**Stated exercise:** Copy everything in the data below from the line containing "control panel in" down to the line containing "column 607, row 255", keeping each line unchanged.

**Dataset records:**

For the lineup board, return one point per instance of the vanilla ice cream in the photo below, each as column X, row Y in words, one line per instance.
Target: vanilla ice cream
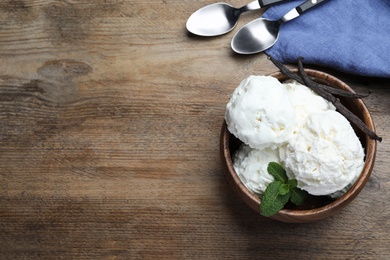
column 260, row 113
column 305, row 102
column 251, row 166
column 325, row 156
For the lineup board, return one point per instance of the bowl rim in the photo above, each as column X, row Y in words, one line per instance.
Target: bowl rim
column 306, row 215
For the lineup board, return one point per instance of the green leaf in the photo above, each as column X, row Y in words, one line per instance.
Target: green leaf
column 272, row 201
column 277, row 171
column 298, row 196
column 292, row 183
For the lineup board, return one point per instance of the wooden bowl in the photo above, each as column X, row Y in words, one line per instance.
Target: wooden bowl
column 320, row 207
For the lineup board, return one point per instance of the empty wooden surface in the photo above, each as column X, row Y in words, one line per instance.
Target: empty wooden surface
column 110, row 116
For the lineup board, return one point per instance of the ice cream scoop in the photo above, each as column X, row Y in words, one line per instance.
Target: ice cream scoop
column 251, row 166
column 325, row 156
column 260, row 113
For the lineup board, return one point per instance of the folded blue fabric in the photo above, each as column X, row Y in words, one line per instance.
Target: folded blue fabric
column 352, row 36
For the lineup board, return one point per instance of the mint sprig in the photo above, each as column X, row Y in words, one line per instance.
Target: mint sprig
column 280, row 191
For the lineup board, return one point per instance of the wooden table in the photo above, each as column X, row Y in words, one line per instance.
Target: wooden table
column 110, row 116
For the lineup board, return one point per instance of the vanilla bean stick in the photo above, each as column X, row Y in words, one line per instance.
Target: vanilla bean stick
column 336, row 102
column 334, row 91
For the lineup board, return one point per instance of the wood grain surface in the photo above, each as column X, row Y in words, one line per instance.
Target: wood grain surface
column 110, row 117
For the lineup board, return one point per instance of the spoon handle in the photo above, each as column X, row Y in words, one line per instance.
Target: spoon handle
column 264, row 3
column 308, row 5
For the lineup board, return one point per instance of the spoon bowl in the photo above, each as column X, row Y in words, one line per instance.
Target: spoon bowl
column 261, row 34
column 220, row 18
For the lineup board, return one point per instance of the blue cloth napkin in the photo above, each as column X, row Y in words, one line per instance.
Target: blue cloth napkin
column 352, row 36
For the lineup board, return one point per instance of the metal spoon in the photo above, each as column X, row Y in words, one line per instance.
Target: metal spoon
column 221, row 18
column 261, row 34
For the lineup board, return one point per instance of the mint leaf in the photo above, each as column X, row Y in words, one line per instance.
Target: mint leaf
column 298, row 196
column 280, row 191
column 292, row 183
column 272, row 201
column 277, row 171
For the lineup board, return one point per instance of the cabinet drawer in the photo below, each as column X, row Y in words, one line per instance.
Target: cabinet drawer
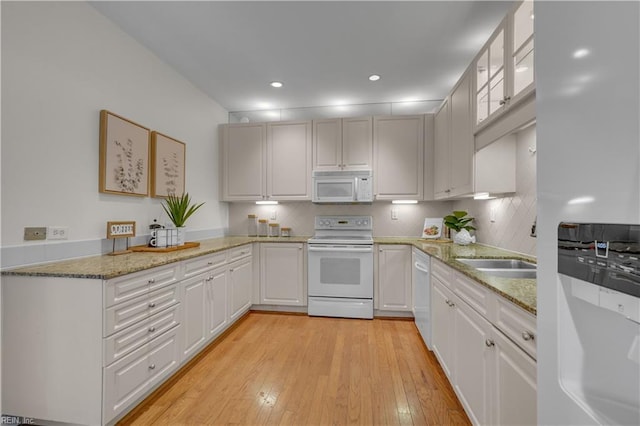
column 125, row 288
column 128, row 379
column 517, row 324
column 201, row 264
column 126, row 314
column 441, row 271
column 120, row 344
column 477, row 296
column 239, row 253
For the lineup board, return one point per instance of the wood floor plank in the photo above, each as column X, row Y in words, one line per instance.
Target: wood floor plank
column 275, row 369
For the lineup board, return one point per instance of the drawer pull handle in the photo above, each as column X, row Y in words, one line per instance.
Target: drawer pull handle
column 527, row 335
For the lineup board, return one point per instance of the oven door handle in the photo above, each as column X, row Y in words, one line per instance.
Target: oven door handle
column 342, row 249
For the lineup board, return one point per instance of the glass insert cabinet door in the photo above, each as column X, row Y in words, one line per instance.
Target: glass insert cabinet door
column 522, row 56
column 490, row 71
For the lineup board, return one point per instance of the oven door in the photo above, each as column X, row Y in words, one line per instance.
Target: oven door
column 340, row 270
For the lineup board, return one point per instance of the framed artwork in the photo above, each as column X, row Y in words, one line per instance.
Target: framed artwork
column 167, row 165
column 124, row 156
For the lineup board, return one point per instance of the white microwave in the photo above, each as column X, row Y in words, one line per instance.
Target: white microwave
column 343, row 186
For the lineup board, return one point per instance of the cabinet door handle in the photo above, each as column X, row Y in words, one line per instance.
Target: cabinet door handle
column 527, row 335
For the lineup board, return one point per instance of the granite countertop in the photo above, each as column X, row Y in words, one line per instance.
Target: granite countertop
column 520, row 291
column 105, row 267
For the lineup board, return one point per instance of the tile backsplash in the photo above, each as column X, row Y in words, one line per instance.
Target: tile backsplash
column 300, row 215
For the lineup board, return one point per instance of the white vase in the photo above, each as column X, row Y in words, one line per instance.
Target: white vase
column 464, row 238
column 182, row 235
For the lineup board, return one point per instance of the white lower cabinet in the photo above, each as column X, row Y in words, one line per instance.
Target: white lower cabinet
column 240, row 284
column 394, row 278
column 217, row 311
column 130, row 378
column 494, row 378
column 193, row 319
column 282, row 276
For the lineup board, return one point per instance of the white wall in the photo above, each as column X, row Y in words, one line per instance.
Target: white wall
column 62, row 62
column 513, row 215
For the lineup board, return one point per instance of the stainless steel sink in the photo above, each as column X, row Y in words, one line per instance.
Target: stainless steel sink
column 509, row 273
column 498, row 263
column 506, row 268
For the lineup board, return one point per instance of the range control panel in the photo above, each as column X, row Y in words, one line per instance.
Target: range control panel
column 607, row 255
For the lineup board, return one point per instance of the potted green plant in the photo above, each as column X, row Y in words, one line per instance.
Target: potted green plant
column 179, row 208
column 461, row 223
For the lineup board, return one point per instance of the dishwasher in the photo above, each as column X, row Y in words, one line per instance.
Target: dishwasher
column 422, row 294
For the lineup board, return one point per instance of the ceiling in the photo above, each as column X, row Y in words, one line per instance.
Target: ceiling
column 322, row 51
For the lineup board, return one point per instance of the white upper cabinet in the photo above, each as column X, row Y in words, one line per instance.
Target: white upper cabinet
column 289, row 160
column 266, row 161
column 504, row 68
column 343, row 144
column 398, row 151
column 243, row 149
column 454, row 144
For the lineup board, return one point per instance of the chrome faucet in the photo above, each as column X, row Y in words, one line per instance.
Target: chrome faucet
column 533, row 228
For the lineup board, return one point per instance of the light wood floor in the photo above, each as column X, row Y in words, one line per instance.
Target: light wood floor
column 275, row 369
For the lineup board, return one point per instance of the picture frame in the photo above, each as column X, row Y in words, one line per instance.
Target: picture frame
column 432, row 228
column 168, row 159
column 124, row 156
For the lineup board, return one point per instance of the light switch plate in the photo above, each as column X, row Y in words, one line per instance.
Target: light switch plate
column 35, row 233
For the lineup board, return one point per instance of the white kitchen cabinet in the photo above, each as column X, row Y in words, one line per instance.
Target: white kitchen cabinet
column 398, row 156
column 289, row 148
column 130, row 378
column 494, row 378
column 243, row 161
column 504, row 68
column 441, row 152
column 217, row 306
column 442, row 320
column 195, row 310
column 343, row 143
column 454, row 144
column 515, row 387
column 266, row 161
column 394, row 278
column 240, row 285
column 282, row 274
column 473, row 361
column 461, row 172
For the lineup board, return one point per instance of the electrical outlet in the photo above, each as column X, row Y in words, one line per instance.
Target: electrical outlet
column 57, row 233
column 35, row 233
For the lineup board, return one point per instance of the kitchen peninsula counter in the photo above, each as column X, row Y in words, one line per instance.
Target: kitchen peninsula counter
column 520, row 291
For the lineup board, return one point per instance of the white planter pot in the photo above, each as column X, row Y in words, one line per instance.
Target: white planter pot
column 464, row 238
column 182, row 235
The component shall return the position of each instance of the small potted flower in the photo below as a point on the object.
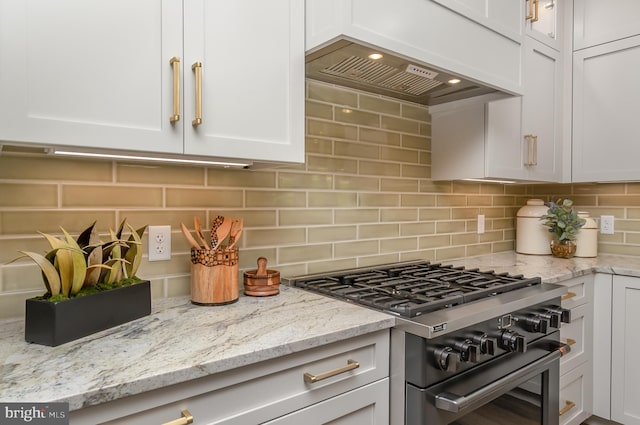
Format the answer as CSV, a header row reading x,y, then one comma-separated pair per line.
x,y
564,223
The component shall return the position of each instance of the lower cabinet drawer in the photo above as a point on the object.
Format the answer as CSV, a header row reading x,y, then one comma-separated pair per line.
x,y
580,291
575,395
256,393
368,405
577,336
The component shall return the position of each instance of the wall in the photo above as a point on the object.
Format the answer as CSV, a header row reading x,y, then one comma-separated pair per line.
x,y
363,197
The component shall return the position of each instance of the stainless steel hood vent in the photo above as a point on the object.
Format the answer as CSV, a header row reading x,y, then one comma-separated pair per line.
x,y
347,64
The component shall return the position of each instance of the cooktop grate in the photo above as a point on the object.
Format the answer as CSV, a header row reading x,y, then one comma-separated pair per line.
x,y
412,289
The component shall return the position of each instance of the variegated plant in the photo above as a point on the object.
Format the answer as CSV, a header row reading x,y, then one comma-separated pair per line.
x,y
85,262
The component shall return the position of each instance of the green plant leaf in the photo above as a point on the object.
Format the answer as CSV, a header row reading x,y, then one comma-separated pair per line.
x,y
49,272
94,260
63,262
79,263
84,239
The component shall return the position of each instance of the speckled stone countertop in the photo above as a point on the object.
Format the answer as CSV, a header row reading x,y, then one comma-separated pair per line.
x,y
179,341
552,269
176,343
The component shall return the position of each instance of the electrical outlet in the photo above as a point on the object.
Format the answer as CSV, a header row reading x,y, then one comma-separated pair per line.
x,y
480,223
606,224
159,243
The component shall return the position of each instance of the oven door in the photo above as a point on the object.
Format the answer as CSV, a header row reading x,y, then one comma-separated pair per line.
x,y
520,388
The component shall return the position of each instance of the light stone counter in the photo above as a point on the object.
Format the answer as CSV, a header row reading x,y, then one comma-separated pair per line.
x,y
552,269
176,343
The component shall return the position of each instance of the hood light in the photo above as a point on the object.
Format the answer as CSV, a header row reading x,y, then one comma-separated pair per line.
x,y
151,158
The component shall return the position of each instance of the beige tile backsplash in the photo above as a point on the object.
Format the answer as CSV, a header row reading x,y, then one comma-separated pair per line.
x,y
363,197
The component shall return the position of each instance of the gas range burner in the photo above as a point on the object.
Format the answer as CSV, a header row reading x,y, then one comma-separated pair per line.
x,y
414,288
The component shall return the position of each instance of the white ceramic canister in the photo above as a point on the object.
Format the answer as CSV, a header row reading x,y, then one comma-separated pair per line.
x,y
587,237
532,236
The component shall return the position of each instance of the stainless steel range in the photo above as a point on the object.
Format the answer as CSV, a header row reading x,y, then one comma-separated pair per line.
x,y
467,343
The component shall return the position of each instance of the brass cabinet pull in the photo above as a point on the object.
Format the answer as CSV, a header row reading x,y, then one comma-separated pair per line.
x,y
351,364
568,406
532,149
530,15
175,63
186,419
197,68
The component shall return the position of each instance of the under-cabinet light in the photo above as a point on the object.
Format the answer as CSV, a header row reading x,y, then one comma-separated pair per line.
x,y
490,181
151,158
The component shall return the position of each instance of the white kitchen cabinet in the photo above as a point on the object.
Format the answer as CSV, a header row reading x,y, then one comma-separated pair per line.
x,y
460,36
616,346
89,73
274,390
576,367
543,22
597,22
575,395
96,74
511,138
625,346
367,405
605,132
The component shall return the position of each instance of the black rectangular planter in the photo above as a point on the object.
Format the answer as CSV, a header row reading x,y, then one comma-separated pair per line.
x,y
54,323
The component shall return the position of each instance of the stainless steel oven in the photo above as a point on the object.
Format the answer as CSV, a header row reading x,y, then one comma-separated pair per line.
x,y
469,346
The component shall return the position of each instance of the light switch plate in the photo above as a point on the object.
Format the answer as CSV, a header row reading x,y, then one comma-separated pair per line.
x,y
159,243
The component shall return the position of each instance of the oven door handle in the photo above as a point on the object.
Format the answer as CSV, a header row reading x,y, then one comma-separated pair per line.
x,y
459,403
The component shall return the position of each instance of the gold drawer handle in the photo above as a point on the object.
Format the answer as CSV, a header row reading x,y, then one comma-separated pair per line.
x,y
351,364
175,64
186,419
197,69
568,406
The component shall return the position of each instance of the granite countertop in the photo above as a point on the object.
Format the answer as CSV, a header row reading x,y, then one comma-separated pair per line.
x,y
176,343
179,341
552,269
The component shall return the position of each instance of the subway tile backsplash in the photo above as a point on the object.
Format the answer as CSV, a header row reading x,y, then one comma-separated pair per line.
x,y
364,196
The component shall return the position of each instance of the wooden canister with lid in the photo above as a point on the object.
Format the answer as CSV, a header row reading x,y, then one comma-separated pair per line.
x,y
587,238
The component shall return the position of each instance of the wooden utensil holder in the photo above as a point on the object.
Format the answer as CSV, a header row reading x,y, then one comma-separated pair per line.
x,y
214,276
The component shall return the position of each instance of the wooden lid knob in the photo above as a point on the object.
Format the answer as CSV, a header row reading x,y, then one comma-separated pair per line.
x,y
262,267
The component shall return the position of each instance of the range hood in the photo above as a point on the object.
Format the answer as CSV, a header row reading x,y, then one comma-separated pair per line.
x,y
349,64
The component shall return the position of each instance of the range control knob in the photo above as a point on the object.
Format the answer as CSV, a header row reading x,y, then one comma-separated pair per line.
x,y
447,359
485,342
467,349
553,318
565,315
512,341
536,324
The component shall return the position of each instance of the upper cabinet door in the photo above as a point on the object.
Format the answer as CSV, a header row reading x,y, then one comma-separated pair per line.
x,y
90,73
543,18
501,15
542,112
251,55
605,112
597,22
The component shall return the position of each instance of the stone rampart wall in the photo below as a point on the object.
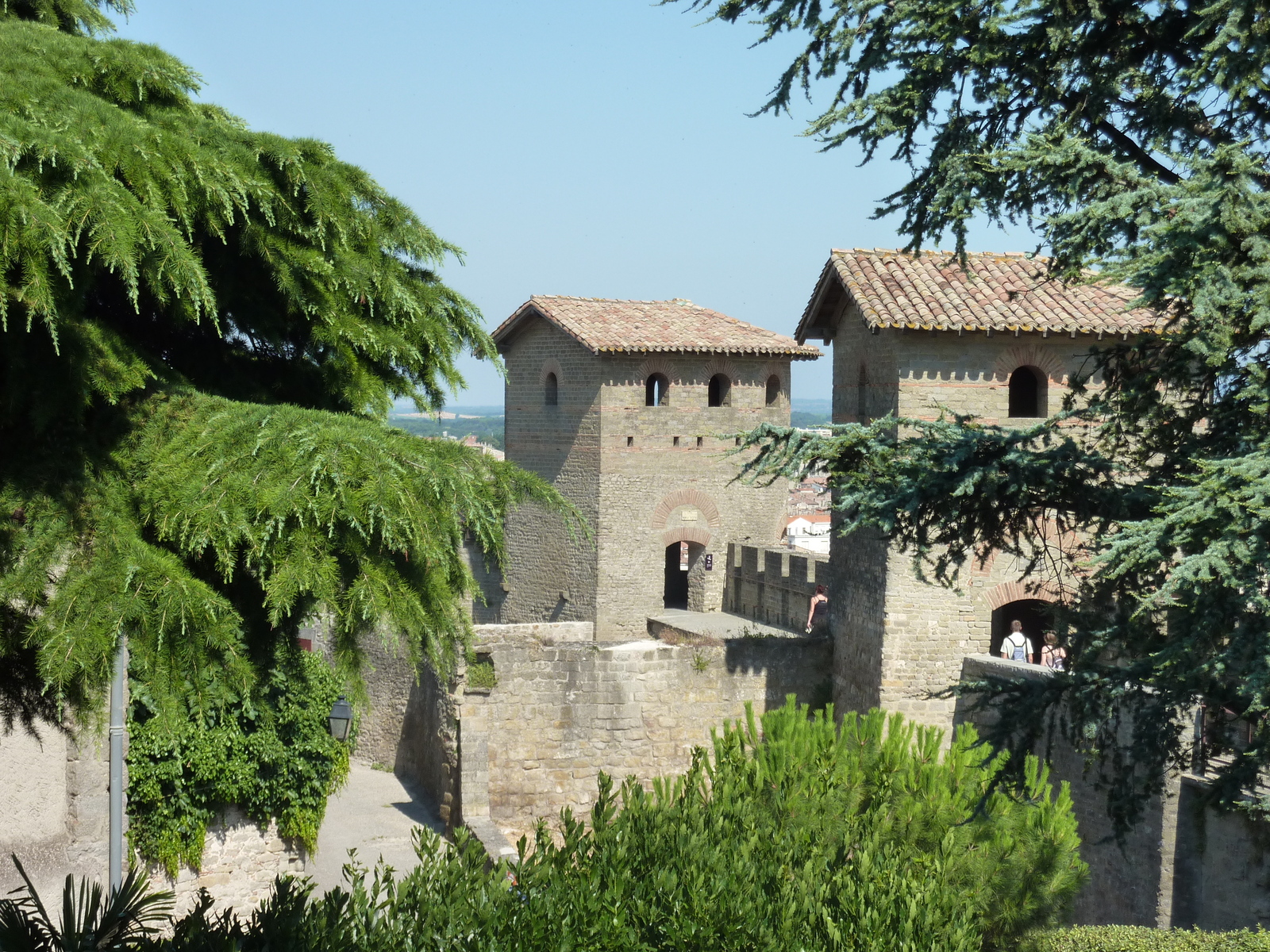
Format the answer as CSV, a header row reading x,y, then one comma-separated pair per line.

**Result of this task:**
For the lineup board, return one point per instance of the range control panel in the photo above, each as column X, row Y in words, one line per instance.
Target: range control panel
column 607, row 255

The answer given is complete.